**Task objective:** All lines in the listing below that hold the string "plank" are to be tallied, with only the total reported.

**Records provided:**
--

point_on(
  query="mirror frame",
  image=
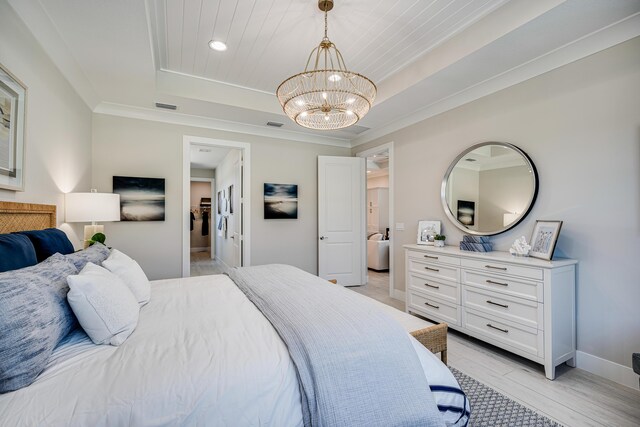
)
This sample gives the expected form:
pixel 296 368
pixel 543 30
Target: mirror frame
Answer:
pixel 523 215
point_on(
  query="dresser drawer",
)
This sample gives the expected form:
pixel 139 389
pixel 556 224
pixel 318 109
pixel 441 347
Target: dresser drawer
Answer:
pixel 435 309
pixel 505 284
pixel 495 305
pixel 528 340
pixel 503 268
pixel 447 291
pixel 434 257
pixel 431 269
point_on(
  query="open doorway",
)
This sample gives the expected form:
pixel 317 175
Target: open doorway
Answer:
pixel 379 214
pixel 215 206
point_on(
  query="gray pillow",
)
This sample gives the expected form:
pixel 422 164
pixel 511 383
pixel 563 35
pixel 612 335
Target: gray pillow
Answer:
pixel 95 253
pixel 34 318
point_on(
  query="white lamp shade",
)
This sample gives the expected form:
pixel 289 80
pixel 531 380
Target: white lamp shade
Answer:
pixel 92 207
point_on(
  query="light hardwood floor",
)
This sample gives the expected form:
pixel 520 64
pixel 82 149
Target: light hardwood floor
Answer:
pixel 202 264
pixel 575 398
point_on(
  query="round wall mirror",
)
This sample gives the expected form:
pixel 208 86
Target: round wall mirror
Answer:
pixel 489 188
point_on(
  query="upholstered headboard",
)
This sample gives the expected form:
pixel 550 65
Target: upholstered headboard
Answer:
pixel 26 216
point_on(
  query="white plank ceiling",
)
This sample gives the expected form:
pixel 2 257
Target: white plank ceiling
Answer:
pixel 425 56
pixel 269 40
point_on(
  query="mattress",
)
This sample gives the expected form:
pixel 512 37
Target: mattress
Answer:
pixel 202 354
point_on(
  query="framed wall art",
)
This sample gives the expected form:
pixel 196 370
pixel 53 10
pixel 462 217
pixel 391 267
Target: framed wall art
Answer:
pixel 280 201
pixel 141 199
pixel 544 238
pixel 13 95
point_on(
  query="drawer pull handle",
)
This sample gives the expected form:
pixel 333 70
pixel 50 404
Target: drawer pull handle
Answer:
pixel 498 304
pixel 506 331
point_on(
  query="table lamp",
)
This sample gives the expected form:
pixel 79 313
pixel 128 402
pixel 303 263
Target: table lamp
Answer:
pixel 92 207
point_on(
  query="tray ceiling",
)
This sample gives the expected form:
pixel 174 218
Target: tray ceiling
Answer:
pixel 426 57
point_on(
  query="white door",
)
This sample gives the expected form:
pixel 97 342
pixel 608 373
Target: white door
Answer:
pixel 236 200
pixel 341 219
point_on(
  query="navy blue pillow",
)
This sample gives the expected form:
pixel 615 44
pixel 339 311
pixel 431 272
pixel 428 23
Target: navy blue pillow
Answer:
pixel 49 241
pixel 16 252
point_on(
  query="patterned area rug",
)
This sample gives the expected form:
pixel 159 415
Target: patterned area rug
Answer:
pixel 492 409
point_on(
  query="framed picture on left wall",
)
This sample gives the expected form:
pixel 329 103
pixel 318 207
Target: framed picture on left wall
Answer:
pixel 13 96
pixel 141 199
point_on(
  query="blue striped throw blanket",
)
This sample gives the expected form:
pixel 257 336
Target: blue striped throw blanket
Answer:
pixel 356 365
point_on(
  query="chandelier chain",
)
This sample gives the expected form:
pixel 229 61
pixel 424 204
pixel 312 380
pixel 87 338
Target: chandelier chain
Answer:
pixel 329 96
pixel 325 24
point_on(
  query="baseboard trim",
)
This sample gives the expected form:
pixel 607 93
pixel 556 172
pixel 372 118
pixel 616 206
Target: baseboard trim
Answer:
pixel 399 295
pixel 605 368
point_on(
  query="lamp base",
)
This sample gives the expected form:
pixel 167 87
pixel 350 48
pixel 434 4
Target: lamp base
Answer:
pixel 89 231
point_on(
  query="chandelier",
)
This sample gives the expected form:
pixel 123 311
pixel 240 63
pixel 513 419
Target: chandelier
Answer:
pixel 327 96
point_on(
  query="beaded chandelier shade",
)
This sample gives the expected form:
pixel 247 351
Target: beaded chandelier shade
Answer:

--

**Result for this exercise:** 2